*Given entries*.
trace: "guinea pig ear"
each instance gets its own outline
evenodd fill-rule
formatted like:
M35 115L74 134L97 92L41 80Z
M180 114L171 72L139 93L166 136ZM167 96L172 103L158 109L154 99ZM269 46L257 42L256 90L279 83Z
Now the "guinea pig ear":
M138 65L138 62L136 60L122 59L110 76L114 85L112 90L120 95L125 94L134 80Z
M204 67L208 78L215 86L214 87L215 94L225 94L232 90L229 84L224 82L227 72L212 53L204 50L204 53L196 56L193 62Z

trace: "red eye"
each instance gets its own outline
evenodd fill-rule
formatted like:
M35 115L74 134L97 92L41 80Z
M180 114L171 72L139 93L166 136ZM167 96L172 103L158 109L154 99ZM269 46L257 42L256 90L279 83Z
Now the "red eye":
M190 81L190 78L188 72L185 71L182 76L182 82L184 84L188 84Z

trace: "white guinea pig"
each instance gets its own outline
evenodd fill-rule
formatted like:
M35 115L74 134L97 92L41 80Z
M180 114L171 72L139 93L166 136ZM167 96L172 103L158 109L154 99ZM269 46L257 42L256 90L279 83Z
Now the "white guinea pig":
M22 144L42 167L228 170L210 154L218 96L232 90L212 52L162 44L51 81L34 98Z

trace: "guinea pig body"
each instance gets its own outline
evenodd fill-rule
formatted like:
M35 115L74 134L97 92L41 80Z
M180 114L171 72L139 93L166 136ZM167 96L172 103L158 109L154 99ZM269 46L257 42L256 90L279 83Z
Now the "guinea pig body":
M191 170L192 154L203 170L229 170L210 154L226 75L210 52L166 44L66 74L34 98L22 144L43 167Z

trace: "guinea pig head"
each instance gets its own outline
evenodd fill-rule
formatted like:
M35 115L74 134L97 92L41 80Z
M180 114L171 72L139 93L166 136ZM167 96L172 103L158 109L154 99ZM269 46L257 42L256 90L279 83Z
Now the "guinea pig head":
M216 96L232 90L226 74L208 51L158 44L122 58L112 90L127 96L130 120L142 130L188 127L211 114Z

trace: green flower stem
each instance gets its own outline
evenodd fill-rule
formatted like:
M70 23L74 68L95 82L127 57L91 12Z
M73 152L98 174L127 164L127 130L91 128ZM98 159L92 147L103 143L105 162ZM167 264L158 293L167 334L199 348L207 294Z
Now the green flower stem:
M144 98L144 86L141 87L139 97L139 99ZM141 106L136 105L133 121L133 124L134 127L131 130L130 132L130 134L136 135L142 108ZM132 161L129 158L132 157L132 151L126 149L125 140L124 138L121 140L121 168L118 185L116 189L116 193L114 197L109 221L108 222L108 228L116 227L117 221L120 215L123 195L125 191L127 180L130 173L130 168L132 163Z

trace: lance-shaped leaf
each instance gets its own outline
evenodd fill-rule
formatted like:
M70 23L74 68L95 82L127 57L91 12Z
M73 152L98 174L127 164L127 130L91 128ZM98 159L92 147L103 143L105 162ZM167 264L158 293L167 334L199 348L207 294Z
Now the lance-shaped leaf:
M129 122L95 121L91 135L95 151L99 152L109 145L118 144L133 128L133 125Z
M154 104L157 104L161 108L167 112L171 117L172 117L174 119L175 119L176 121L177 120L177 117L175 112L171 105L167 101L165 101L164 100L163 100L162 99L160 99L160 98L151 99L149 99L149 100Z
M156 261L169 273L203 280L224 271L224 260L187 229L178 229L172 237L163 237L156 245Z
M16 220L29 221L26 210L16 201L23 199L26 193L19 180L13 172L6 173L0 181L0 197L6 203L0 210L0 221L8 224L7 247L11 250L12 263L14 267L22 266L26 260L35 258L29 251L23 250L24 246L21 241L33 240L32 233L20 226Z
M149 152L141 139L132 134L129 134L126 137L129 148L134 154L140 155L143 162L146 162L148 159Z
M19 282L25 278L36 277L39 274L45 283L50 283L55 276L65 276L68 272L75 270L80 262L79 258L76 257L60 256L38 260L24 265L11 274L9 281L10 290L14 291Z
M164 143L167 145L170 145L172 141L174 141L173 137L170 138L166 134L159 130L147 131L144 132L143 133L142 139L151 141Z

*Stated goal*.
Please copy the items from the line holding "trace: green flower stem" through the end of the items, inclusive, replacing "formatted like" with "in this format" and changing nothing else.

*Result of this exercise*.
trace: green flower stem
each instance gets its own outline
evenodd fill-rule
in this format:
M70 23L74 68L95 82L127 57L91 12Z
M73 152L98 174L127 164L127 130L91 128ZM98 159L92 147L103 143L105 162ZM167 264L158 293L167 334L199 348L207 294Z
Now the green flower stem:
M144 98L144 86L141 87L139 97L139 99ZM141 106L136 105L133 121L133 124L134 127L131 130L130 132L130 134L136 135L142 108ZM132 161L129 158L132 157L132 151L126 149L125 140L124 138L121 140L121 168L118 185L116 189L116 193L114 197L109 221L108 222L108 228L116 227L117 221L120 215L123 195L125 191L127 180L130 173L130 168L132 163Z

trace: lance-shaped leaf
each instance gets its own outline
evenodd fill-rule
in this format:
M70 23L74 68L95 82L127 57L91 12Z
M73 152L98 174L127 164L127 130L91 128ZM98 159L92 147L103 143L105 162ZM167 264L158 293L167 334L199 348L207 294Z
Now the lance-shaped leaf:
M129 122L95 121L91 135L95 151L99 152L109 145L118 144L133 128L133 125Z
M154 104L157 104L161 108L167 112L171 117L172 117L174 119L175 119L176 121L177 120L177 117L175 112L171 105L167 101L165 101L164 100L163 100L162 99L160 99L160 98L151 99L149 99L149 100Z
M156 261L169 273L203 280L224 271L224 260L187 229L178 229L172 237L163 237L156 245Z
M16 220L29 221L26 210L16 201L23 199L26 193L19 180L13 172L6 173L0 181L0 197L6 203L0 210L0 221L8 224L7 247L11 250L12 263L14 267L22 266L26 260L35 258L29 251L23 250L24 246L21 241L33 240L32 233L20 226Z
M149 152L141 139L132 134L129 134L126 137L129 148L134 154L140 155L143 162L146 162L148 159Z
M19 282L25 278L36 277L39 274L45 283L50 283L55 276L65 276L68 272L75 270L80 262L79 258L76 257L60 256L38 260L24 265L11 274L9 281L10 290L14 291Z
M164 143L167 145L170 145L172 141L174 141L173 137L170 138L166 134L159 130L147 131L144 132L143 133L142 139L151 141Z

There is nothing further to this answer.